**Instructions for the task:** Repeat verbatim the part of the entries that opens with the line containing "Find the sea;" and closes with the line containing "[[[446,224],[0,226],[0,296],[446,296]]]", including both of those lines.

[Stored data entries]
━━━━━━━━
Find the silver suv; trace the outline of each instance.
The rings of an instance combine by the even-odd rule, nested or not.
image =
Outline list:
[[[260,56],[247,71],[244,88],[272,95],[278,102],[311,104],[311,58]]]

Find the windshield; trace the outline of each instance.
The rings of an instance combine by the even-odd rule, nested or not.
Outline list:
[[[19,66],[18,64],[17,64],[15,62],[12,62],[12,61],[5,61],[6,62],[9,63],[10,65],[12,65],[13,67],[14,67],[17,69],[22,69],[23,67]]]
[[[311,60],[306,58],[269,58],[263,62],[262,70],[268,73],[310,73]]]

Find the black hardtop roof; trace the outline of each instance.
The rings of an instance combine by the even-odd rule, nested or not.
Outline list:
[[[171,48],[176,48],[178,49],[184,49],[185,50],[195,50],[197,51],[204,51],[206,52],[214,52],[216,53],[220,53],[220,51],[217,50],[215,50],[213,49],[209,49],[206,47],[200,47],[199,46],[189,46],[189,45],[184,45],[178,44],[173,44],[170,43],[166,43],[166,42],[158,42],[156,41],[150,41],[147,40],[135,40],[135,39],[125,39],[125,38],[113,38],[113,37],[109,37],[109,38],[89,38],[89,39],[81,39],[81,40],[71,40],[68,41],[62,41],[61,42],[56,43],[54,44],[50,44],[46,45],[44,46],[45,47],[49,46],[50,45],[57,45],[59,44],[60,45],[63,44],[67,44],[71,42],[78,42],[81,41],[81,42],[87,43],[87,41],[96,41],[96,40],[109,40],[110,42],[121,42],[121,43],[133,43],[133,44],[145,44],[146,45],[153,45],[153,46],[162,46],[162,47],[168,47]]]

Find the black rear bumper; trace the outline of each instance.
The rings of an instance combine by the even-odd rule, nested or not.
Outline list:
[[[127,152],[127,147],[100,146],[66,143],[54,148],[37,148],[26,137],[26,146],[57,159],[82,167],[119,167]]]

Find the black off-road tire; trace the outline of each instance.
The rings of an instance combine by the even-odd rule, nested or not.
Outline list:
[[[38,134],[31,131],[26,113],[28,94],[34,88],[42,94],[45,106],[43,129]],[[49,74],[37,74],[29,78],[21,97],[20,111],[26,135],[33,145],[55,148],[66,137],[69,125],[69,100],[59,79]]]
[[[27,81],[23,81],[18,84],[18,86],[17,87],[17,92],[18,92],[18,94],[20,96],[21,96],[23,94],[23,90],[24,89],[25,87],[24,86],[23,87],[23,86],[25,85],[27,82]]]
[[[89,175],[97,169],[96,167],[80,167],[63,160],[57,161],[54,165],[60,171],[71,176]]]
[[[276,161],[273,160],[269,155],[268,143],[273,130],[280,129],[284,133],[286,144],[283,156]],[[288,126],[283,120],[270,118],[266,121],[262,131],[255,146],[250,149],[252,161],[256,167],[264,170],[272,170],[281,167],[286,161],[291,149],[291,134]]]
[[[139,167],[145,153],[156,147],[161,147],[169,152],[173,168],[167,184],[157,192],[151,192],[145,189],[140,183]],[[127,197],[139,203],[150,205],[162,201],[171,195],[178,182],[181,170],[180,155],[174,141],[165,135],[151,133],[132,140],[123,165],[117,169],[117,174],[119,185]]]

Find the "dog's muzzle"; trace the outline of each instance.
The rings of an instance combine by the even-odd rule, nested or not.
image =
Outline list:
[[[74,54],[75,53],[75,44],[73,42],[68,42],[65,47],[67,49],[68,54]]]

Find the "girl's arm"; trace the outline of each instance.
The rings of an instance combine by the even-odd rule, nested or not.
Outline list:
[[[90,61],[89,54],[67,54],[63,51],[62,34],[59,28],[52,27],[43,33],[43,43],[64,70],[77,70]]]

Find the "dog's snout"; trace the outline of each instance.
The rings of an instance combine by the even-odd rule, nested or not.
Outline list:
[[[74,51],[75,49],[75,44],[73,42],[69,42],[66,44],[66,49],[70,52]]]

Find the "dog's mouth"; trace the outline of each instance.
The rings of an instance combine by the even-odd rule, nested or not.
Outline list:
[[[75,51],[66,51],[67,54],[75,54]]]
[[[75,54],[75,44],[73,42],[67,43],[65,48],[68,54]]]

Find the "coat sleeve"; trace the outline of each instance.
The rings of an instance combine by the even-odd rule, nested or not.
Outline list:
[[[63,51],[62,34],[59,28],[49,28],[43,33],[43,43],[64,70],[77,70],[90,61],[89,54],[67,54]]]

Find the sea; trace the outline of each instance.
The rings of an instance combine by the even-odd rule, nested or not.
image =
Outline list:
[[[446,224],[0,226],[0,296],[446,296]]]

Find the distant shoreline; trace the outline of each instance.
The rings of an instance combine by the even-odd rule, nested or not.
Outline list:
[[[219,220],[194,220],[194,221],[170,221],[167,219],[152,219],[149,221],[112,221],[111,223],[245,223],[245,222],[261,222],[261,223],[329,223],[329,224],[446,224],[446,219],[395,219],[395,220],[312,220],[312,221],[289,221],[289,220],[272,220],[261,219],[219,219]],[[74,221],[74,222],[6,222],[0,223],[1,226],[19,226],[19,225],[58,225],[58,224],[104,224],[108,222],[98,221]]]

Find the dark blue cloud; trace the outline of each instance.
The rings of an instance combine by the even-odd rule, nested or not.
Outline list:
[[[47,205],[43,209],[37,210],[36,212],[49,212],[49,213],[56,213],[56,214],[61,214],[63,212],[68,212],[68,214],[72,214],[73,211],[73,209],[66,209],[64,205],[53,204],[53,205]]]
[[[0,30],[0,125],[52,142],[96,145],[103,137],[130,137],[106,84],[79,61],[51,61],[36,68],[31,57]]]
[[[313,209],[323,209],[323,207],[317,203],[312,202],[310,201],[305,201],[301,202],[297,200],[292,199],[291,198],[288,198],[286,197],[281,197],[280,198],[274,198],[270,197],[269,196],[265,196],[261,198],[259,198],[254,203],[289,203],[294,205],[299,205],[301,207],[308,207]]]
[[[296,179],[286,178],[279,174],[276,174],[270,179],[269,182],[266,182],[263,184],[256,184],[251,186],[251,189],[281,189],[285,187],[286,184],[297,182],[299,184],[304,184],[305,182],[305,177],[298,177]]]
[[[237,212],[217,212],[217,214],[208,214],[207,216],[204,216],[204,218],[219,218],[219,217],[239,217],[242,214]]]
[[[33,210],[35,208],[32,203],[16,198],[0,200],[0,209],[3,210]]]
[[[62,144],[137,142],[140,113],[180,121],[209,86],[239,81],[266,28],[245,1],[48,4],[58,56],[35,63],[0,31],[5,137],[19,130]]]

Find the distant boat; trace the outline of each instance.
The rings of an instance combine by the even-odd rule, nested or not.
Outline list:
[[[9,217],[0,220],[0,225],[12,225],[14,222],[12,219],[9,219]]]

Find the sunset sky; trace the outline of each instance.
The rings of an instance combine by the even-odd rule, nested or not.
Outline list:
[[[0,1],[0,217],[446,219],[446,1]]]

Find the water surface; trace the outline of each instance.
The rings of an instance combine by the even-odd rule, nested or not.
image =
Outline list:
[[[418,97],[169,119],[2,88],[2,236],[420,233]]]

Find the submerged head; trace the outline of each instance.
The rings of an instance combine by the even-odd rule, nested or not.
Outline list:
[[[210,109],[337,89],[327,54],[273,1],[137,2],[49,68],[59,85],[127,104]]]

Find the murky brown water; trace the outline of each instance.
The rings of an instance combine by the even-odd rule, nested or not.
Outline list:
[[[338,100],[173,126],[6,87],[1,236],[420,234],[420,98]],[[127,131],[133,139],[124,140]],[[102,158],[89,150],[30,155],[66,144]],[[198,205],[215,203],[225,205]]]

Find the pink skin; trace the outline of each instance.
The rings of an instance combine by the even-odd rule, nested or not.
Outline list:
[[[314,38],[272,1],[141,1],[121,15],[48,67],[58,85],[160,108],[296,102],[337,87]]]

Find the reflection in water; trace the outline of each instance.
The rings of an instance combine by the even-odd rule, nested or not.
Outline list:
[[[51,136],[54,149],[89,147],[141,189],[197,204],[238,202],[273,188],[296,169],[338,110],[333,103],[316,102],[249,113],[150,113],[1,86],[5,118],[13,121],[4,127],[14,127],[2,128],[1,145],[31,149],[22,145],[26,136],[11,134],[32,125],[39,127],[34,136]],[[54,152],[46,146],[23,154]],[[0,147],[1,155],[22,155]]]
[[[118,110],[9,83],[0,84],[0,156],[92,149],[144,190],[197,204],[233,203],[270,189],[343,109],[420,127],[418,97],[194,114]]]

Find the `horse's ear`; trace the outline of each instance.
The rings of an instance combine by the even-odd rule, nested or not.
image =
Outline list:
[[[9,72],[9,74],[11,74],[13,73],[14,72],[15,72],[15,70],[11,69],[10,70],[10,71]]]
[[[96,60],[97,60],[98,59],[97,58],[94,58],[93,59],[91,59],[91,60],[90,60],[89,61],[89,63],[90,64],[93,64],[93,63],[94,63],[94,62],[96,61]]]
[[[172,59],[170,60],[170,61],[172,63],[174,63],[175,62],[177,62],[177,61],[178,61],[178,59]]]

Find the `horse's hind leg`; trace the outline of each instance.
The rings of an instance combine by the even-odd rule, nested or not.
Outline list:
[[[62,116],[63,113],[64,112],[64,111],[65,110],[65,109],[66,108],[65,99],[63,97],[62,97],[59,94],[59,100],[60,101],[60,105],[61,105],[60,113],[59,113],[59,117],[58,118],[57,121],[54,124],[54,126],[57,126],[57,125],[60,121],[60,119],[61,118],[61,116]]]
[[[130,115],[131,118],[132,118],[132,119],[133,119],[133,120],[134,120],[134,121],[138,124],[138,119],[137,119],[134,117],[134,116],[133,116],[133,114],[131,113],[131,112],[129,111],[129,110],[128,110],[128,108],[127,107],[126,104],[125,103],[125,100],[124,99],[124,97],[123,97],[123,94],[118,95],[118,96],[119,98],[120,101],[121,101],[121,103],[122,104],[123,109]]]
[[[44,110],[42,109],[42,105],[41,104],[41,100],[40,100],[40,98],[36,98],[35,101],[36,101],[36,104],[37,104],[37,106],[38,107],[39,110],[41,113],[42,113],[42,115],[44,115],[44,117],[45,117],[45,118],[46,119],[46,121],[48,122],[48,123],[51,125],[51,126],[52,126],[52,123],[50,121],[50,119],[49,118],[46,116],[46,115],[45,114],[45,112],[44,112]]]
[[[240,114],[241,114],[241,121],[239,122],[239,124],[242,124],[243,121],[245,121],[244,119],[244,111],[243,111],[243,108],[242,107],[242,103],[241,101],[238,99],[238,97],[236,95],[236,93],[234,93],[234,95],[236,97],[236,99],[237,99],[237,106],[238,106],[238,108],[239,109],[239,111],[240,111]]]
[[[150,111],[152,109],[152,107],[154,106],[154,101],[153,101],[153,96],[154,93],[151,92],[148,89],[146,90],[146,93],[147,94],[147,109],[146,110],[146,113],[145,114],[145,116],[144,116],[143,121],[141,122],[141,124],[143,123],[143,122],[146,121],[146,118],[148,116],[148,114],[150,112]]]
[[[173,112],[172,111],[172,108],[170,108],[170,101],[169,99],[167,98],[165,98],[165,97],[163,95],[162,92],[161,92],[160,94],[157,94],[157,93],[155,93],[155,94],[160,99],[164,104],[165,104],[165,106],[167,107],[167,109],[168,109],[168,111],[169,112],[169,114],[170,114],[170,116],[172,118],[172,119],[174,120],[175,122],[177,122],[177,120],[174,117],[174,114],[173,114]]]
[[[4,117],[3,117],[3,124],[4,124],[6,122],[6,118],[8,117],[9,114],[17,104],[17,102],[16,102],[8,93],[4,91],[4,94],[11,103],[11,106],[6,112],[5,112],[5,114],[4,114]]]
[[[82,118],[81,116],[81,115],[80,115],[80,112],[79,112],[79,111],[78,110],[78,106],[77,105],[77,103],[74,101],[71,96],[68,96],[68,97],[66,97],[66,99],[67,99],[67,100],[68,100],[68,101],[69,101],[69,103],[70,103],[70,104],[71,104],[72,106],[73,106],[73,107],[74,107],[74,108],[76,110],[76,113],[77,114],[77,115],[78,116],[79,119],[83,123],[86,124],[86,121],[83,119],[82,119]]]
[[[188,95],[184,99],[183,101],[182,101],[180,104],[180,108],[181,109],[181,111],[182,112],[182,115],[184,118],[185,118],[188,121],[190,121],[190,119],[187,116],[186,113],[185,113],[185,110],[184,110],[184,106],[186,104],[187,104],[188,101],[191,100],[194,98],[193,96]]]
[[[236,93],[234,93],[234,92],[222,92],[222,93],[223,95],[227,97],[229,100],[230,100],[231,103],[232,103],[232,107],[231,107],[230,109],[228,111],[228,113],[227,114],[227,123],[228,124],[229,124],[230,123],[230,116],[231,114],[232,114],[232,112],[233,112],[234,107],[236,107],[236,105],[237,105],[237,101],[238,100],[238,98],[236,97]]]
━━━━━━━━
**Complete answer:**
Find the sea; trace the outline of each instance.
The rings of an instance combine by the even-odd rule, nested or not.
image =
Outline list:
[[[446,224],[0,226],[0,296],[446,296]]]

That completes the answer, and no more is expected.